_ЗАДАЧА_
Как, согласно тексту о петроградском «Доме искусства», назвала этот дом О. Форш?

_ИСХОДНЫЙ ТЕКСТ_
++++++++++

Петроград тех горячих лет описан многократно. Описаны его улицы, тяжелыми кораблями застывшие меж сугробов дома. Описана трава, пробивавшаяся сквозь торцы невских мостовых, прозрачный воздух над Невой… Описан и старинный дом на углу Невского и Мойки.
Этот дом, так называемый «Дом искусства», стал для меня вторым моим домом, второй школой в искусстве. О. Форш назвала его «Сумасшедшим кораблем». ‹…›
В холодных просторах елисеевского особняка многому учились и многому учили. Здесь А. Белый занимался с нами сложнейшими изысканиями в ритмике русского стиха, здесь Шкловский анатомировал прозу Сервантеса, здесь Чуковский обучал искусству перевода, а попутно и русской грамматике. Блок принес сюда и впервые прочел нам свои «Двенадцать», Маяковский — свои «150 000 000», Николай Тихонов — свои баллады. Здесь работал над прозой Гоголя молодой Тынянов, а над прозой Толстого — Эйхенбаум.

++++++++++

Сохранённые записи данных

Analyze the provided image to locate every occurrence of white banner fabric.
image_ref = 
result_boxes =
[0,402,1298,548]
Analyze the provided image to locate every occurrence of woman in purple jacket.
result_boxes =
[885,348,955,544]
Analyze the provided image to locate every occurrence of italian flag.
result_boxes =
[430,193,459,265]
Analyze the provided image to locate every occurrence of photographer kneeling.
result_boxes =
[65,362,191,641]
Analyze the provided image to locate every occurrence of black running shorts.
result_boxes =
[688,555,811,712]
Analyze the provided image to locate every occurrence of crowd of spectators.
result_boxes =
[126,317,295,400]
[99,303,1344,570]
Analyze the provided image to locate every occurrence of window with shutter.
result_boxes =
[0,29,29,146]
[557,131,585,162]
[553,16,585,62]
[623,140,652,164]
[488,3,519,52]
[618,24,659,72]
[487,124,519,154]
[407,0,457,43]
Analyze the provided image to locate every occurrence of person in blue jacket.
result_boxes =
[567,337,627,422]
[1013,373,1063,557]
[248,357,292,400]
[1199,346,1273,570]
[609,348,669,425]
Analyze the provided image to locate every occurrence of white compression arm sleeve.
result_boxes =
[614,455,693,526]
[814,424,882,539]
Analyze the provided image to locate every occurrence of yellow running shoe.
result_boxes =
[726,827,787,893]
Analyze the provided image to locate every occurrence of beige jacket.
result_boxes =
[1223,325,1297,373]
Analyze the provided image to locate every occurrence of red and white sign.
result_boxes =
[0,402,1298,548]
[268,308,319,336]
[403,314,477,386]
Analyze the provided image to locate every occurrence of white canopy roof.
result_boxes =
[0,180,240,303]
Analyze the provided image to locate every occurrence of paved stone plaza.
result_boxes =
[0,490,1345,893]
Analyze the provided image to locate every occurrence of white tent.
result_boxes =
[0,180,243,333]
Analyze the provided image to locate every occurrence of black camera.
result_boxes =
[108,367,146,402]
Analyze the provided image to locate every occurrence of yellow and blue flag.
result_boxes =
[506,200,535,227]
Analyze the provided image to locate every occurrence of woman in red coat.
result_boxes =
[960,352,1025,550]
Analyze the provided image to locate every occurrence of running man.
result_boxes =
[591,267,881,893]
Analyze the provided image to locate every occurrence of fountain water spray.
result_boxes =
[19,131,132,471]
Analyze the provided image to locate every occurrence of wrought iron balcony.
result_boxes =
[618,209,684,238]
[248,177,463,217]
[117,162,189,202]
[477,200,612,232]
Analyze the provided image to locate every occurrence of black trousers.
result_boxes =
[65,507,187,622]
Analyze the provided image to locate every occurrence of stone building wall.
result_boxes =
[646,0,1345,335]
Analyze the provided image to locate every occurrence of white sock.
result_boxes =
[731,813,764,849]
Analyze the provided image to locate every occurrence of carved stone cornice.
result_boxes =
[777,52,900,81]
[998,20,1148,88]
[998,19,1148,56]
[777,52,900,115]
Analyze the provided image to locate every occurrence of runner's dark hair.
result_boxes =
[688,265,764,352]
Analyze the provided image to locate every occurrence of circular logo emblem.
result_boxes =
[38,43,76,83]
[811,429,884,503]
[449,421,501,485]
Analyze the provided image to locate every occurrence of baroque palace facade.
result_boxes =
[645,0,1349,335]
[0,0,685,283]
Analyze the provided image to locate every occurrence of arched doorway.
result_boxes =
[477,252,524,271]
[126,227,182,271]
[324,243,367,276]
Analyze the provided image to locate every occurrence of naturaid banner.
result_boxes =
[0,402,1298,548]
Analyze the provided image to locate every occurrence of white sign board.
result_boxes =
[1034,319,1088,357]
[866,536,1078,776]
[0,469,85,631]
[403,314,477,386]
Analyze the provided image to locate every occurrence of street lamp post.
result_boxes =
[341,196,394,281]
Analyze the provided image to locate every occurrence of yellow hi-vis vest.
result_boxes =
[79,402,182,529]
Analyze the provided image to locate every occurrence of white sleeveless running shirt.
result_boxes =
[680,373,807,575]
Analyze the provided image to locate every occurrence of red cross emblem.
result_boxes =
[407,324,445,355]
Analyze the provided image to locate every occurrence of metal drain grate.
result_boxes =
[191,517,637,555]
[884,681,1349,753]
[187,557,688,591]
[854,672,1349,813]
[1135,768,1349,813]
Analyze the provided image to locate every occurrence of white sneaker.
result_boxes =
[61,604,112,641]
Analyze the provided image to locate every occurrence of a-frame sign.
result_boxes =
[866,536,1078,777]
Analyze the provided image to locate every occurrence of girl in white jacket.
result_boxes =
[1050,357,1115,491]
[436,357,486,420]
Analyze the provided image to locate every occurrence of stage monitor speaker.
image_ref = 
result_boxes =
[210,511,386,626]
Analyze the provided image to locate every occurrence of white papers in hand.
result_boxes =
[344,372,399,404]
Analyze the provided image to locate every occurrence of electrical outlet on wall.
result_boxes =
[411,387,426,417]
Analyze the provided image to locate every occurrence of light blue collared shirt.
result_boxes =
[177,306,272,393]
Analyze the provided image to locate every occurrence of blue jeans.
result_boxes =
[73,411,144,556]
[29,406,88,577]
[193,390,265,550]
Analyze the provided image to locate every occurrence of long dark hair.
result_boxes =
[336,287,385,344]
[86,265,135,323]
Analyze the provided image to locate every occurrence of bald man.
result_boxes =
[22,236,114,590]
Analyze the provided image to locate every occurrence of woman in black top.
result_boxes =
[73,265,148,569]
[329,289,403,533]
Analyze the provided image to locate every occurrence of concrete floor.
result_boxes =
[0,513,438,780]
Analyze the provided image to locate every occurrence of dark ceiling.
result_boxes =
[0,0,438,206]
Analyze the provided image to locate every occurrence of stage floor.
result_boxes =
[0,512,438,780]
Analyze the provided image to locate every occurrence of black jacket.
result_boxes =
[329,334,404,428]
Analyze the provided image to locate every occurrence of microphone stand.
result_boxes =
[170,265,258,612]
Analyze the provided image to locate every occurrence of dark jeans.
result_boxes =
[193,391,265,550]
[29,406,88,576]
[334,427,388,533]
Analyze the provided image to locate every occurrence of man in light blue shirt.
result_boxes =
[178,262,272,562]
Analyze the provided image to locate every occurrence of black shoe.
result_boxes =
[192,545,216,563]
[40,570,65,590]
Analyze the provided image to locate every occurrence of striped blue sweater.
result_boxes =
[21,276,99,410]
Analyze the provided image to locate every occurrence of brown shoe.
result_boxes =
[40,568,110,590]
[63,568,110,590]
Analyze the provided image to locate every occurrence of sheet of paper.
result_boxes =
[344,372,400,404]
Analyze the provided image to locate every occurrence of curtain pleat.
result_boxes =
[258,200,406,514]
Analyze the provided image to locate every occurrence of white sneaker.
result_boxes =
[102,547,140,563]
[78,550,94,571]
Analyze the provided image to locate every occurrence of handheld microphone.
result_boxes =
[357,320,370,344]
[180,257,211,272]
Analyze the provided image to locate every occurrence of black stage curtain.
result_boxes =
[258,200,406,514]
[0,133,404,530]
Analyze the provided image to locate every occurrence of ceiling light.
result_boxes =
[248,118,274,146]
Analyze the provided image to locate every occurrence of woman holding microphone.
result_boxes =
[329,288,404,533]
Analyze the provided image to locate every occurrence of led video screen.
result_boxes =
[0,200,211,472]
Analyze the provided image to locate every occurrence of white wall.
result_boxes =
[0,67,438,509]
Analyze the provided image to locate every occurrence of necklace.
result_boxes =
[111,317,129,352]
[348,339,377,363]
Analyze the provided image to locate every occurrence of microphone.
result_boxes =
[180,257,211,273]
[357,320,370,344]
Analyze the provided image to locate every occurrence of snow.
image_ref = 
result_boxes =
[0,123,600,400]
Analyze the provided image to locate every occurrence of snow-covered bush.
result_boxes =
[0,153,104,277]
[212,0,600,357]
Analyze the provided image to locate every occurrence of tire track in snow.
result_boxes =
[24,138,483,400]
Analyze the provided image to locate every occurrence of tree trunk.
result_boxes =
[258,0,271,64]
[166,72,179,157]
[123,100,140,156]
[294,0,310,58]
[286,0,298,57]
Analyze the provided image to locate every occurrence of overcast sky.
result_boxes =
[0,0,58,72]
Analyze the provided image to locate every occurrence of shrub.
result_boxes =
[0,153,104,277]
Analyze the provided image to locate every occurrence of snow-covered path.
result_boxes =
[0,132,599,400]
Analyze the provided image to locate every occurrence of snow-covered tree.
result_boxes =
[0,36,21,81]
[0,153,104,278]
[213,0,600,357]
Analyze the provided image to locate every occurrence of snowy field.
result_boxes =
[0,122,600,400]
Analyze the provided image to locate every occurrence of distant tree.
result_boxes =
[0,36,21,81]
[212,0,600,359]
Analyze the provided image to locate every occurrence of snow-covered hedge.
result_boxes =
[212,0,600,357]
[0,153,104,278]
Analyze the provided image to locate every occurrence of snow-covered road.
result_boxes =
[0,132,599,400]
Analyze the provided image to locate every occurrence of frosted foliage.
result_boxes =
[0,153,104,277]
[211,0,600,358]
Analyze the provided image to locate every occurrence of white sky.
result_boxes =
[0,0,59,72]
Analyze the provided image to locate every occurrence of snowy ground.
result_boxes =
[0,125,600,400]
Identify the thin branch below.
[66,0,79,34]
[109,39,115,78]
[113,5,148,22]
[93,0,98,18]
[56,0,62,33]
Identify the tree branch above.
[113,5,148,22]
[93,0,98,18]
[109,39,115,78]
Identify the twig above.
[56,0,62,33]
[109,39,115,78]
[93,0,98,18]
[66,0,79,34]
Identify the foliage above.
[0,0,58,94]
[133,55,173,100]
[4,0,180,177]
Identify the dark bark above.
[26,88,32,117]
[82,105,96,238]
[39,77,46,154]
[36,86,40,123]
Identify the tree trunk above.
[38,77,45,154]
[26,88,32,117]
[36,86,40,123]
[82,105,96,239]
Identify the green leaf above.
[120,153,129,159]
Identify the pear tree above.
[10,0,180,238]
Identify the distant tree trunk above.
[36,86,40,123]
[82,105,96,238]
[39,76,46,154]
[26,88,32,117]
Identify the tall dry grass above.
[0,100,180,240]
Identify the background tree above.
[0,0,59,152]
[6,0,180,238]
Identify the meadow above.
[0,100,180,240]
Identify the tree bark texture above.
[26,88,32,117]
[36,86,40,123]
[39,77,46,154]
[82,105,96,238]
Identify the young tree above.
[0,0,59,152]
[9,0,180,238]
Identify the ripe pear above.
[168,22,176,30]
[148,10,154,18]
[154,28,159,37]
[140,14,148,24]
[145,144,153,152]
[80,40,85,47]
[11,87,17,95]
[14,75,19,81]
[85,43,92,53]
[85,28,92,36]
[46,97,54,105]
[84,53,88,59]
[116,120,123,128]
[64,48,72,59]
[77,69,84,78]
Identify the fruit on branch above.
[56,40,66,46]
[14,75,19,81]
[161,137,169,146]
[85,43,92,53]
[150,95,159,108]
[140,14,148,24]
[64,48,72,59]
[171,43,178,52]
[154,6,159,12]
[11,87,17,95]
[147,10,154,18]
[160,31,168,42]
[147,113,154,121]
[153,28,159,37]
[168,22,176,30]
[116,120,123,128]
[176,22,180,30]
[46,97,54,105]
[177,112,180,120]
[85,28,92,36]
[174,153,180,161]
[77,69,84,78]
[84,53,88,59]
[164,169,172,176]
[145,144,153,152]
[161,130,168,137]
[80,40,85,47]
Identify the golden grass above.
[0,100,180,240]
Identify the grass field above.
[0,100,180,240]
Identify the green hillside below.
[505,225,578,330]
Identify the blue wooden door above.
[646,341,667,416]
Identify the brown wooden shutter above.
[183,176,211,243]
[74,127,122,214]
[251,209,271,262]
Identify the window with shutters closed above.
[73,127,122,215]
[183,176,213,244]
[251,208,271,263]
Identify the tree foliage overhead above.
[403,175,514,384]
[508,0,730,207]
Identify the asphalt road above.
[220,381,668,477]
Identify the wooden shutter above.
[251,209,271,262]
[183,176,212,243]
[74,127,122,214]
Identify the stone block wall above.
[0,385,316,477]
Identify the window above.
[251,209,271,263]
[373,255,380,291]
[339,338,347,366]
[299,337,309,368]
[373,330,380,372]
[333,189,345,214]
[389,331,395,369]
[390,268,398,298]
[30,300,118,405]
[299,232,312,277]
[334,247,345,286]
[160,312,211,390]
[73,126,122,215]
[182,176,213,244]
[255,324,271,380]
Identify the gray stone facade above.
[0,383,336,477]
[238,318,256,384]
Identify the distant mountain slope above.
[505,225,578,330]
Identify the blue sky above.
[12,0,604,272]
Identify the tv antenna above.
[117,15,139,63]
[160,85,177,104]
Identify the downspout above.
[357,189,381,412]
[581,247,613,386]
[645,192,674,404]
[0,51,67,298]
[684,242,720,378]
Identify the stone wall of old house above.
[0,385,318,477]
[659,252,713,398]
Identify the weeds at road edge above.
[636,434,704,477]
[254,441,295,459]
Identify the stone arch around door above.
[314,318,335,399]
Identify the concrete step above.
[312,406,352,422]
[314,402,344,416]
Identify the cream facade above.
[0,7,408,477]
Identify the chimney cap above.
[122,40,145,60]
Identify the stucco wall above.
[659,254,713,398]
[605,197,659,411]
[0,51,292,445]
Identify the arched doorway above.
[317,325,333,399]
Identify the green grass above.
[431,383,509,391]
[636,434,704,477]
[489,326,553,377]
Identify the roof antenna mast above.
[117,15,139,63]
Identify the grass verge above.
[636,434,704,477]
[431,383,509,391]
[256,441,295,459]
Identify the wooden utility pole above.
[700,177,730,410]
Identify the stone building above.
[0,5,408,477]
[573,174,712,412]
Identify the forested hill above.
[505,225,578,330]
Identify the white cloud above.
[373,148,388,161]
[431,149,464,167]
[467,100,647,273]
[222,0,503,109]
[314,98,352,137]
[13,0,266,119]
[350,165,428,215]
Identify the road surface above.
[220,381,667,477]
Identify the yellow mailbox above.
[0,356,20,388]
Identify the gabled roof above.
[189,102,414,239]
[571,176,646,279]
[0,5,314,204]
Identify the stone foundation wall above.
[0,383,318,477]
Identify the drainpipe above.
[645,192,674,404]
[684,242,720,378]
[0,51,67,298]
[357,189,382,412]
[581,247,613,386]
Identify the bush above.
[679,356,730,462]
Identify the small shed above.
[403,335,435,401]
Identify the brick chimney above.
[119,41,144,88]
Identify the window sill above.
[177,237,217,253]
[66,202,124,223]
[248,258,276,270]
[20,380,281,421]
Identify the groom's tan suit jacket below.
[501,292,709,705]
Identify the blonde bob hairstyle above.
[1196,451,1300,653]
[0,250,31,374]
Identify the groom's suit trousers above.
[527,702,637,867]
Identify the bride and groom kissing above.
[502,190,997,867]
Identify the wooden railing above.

++++++++++

_ОТВЕТ_
О. Форш назвала его «Сумасшедшим кораблем».